## Input records
:::
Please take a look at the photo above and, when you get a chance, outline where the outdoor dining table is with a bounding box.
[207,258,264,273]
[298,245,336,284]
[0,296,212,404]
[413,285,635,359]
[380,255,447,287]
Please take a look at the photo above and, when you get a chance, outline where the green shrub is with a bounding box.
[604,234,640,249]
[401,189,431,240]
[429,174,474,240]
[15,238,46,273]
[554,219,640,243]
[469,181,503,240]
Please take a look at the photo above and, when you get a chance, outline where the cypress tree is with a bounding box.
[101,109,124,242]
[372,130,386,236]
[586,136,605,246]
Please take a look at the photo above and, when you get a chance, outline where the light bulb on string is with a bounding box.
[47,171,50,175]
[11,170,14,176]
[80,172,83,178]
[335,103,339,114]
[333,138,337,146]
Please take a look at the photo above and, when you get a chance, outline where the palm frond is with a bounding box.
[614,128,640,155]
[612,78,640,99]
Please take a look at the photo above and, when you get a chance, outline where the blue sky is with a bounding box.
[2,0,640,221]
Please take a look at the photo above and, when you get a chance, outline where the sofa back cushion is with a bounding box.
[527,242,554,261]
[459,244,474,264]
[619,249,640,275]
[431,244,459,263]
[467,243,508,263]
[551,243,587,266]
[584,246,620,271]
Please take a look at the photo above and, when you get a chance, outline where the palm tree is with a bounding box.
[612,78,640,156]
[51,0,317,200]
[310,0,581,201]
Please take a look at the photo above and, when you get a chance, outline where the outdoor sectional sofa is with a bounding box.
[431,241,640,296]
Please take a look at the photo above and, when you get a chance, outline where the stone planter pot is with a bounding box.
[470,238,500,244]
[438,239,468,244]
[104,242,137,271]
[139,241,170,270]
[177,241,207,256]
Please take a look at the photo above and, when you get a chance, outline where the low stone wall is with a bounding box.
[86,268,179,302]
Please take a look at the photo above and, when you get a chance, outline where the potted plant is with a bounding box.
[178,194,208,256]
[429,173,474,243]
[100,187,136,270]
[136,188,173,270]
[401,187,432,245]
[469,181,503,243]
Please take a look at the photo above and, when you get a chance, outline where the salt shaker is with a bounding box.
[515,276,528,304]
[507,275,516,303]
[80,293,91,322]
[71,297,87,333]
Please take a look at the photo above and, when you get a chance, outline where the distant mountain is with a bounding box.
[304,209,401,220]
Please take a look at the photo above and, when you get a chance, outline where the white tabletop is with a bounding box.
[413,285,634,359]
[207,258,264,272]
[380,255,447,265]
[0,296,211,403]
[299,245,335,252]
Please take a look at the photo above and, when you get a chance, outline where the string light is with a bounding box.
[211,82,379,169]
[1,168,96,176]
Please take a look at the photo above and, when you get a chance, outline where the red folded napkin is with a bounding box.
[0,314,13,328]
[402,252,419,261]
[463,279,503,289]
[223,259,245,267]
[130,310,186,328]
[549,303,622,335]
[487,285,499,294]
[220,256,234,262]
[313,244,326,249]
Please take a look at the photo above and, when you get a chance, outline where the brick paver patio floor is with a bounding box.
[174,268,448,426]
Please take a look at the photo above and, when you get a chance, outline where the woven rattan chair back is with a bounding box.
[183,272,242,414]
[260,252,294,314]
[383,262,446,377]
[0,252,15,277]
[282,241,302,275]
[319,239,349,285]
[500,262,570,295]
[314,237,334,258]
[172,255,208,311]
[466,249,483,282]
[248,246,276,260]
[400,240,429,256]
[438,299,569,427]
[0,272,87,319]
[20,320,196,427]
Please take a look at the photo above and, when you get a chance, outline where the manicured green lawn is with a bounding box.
:::
## Task directions
Your reply should contain every record, unchanged and complete.

## Output of the task
Please take a look at the photo above and, when you get a chance, outline where the outdoor dining table is with a bounding box.
[207,258,264,273]
[298,245,336,284]
[0,296,212,404]
[413,285,635,359]
[380,255,447,287]
Please take a look at the photo above and, when you get a chance, outline where the green shrub is with a bounding box.
[604,234,640,249]
[401,189,431,240]
[429,174,474,240]
[15,238,46,273]
[554,219,640,243]
[469,181,503,240]
Please take a look at the photo above and, when you get a chance, outline where the cypress tree is with a bounding box.
[101,109,124,242]
[372,130,386,236]
[586,136,605,246]
Please take a look at the photo above and, when you get a chance, outline where the light bulb on string is with a bounding box.
[47,171,50,175]
[11,170,14,176]
[80,172,83,178]
[335,103,339,114]
[333,138,337,146]
Please take a look at the photo above and, when you get a chance, outline where the palm frond is with a bounding box.
[614,128,640,155]
[612,78,640,99]
Please take a look at the photo above and, when you get a chance, outline where the blue sky is with a bounding box.
[2,0,640,221]
Please take a look at the photo above and, when you get a chance, outline where the sofa back cushion is with a bounding box.
[527,242,554,261]
[459,244,474,264]
[619,249,640,275]
[431,244,459,263]
[467,243,508,263]
[551,243,587,266]
[584,246,620,271]
Please take a look at the photo above and, when you get a chance, outline where the palm tree is with a bounding box.
[612,78,640,156]
[51,0,317,200]
[310,0,581,201]
Please take a look at the photo above and, when you get a chance, outline where the outdoor sectional sofa is with a bounding box.
[431,241,640,296]
Please take a look at the photo above and, when you get a chance, outline where the stone planter pot is with a bounding box.
[470,238,500,244]
[438,239,468,244]
[104,242,137,271]
[139,241,170,270]
[177,241,207,256]
Please take a look at the photo above and, when you get a chance, outline where the low stone wall is with a bounding box.
[86,268,179,302]
Please take a look at the photo above and, when you get a chance, outline where the potted plant is with a bounding box.
[178,194,208,256]
[429,173,474,243]
[100,187,136,270]
[136,188,173,270]
[401,187,432,245]
[469,181,503,243]
Please take a look at the photo above and, when you get a chance, outline where the salt shaker is with a bounding box.
[515,276,528,304]
[507,275,516,303]
[80,293,91,322]
[71,297,87,333]
Please take a look at the photo above and, when you get a chance, outline where the distant mountain is with a bounding box.
[304,209,401,220]
Please take a look at the photo above and, when you get a chance, outline where the white tabletop is with a bounding box.
[413,285,634,359]
[207,258,264,272]
[380,255,447,265]
[0,296,211,403]
[299,245,335,252]
Please take a look at the photo above and, when you get a chance, outline where the string light is with a bounding box.
[211,82,379,169]
[1,168,96,176]
Please take a look at the photo above and, when you get a chance, outline where the red folded napkin is with a bounding box.
[0,314,13,328]
[402,252,419,261]
[463,279,503,289]
[223,259,245,267]
[130,310,186,328]
[549,303,622,335]
[487,285,499,294]
[220,256,234,262]
[313,244,326,249]
Please take a look at the photo above and, when you get a chance, outline where the brick paver patio floor is with a bounding box.
[174,268,448,426]
Please take a look at the photo above and, when you get a chance, outline where the woven rattan chair back is with a bounding box.
[183,272,242,414]
[260,252,294,314]
[383,262,446,377]
[0,252,15,277]
[282,241,302,275]
[319,239,349,285]
[500,262,570,295]
[314,237,334,258]
[172,255,208,311]
[466,249,483,282]
[248,246,276,260]
[400,240,429,256]
[438,299,569,427]
[0,272,87,319]
[20,320,196,427]
Please take a look at the photo above and, when you get a chance, outline where the manicured green lawn is with a bounding box.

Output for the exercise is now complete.